[Segmentation mask data]
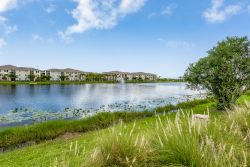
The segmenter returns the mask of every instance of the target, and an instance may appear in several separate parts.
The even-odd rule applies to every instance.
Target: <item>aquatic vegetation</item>
[[[196,95],[190,96],[190,99],[197,98]],[[177,104],[185,101],[186,98],[169,97],[165,98],[148,98],[144,101],[120,101],[113,104],[100,105],[98,108],[70,108],[66,107],[62,111],[39,111],[33,108],[15,108],[7,114],[0,114],[2,125],[12,125],[15,123],[27,124],[34,122],[43,122],[47,120],[60,120],[60,119],[81,119],[92,116],[101,112],[141,112],[141,111],[154,111],[161,110],[161,106],[164,106],[165,112],[175,110],[178,108],[184,108],[185,106],[179,106],[178,108],[169,108],[170,104]]]

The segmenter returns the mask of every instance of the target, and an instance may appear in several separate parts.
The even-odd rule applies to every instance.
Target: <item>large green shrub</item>
[[[230,108],[250,88],[250,42],[247,37],[228,37],[191,64],[184,75],[190,88],[206,89],[218,109]]]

- **Task instructions**: Each line above must be repeated exactly in the answer, with pictures omitted.

- **Problem solution**:
The segmenter returns the mask of every instance of the target, and an instance may appear in several separate parts.
The even-odd rule applies to every instance.
Target: <item>aquatic vegetation</item>
[[[196,95],[190,96],[190,99],[197,98]],[[177,104],[185,101],[186,98],[169,97],[165,98],[148,98],[144,101],[120,101],[113,104],[100,105],[98,108],[70,108],[66,107],[62,111],[39,111],[33,108],[15,108],[7,114],[0,114],[2,125],[12,125],[15,123],[27,124],[34,122],[43,122],[47,120],[60,120],[60,119],[81,119],[92,116],[101,112],[141,112],[141,111],[154,111],[161,110],[161,106],[164,106],[165,112],[175,110],[178,108],[184,108],[185,106],[179,106],[178,108],[169,108],[170,104]]]

The segmenter returns the mask of every instance of the target, and an instance may appear in several separate parts.
The even-odd rule applies to every instance.
Target: <item>large green shrub</item>
[[[230,108],[250,88],[250,42],[247,37],[228,37],[191,64],[184,75],[190,88],[206,89],[218,109]]]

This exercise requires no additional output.